> _TEXT EXCERPT_:
________
Explore how to implement lightweight, application-level distributed mutexes directly within your Postgres transaction lifecycle without adding external infrastructure.

· 7 min read

We’ve developed a reflex for reaching for new tools the moment a problem feels "distributed." It usually starts with a simple race condition—two workers trying to process the same payout or a duplicate webhook hitting your API—and ends with someone saying, "We need a distributed lock; let’s spin up a Redis instance."

Don't get me wrong, Redis is a phenomenal piece of engineering. But adding a new piece of infrastructure to your stack isn't free. It’s another point of failure, another set of credentials to manage, another service to monitor, and another bill from your cloud provider. Most of the time, the database you’re already using—Postgres—has exactly what you need built right into the engine.

Postgres advisory locks are one of those "hidden in plain sight" features. They allow you to create application-level distributed mutexes without locking actual table rows or cluttering your schema with "is_locked" columns.
________
Saved entries
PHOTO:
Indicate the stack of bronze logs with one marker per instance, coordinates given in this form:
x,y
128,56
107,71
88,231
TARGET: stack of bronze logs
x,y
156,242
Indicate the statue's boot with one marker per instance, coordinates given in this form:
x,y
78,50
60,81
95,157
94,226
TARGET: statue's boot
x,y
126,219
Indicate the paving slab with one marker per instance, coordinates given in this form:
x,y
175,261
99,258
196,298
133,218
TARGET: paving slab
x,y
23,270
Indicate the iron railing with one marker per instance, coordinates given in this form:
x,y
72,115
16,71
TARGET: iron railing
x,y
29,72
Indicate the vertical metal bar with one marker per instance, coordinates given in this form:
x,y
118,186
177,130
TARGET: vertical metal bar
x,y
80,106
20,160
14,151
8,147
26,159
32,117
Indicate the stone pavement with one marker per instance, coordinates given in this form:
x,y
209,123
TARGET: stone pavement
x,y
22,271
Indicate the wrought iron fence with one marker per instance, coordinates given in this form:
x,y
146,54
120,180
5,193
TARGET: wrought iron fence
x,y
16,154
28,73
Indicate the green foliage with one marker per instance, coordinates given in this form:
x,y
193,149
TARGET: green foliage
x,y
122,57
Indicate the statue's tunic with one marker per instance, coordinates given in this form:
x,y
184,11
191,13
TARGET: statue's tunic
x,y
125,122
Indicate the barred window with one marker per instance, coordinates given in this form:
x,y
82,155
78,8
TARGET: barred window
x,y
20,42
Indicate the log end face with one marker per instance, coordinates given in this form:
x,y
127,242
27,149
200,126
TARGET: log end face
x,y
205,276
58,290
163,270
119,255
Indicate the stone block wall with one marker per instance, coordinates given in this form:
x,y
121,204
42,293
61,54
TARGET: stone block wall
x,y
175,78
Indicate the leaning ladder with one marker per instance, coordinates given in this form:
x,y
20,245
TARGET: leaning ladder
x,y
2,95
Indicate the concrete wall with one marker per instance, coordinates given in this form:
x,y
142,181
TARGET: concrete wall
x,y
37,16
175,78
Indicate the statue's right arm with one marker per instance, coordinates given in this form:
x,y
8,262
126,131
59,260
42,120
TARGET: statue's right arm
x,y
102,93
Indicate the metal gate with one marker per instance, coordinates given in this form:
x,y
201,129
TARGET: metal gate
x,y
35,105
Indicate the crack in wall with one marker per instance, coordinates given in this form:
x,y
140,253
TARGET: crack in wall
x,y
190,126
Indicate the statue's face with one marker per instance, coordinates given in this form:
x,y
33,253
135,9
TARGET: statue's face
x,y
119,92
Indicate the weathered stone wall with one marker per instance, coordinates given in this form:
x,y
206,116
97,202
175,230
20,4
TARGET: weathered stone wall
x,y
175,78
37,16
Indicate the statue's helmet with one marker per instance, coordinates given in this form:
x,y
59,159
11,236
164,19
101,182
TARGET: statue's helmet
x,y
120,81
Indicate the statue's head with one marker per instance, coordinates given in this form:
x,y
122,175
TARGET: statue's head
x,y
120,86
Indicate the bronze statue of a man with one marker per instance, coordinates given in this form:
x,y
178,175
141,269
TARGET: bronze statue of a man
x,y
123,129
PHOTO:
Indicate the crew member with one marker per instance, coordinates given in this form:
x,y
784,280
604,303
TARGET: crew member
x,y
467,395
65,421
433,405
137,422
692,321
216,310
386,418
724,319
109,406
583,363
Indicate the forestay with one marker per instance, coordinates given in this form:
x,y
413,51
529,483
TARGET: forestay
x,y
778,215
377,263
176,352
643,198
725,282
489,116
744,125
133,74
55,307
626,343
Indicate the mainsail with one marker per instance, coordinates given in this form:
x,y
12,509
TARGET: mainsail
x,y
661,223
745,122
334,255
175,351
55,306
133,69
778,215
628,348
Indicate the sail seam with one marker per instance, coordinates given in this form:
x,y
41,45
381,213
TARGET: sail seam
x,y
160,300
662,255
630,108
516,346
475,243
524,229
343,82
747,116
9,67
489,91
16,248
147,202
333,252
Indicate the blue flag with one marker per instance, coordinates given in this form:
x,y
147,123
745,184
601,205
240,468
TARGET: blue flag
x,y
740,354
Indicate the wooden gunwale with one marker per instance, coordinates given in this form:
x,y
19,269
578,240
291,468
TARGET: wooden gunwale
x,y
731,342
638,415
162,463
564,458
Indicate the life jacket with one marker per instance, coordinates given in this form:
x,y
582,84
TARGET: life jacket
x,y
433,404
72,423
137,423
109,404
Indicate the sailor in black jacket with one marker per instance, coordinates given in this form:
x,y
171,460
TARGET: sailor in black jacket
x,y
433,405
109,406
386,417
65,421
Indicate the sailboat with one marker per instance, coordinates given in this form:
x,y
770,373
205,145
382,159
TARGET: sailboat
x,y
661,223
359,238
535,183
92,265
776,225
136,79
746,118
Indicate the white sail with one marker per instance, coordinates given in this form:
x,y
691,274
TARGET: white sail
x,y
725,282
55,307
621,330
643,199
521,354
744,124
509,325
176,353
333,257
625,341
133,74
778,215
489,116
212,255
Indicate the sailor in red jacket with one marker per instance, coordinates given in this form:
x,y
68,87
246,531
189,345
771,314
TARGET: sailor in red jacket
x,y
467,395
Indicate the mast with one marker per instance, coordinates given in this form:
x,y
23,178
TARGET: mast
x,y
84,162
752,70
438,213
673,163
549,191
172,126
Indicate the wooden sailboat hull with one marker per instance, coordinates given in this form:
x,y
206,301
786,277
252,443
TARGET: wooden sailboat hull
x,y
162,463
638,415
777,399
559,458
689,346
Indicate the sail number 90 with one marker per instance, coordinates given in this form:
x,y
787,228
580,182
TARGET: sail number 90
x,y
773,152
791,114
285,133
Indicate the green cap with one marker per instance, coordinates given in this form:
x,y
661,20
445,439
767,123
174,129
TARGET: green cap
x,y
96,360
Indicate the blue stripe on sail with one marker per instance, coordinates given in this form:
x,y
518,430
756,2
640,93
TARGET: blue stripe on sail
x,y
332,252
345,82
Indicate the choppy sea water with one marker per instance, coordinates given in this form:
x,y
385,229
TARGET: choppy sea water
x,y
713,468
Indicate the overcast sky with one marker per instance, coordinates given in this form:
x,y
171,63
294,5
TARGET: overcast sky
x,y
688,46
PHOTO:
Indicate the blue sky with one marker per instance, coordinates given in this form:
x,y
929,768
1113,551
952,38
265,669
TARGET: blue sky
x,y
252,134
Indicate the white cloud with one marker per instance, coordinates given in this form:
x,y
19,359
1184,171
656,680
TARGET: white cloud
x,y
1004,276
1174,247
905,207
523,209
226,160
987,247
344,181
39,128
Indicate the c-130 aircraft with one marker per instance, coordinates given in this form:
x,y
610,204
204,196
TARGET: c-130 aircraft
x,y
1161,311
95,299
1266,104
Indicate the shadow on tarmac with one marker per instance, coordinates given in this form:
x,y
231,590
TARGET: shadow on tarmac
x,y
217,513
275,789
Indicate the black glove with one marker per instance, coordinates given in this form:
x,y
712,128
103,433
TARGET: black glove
________
> _TASK INSTRUCTIONS_:
[1] List every cost of adding a new piece of infrastructure that the Postgres excerpt names.
[2] Please filter the entries and copy out each line that contains the word "window". Case counts.
The entries have no connection to the Postgres excerpt.

> _ANSWERS TO THE EXERCISE_:
[1]
- another point of failure
- another set of credentials to manage
- another service to monitor
- another bill from your cloud provider

[2]
Indicate the barred window with one marker per instance, coordinates given in this form:
TARGET: barred window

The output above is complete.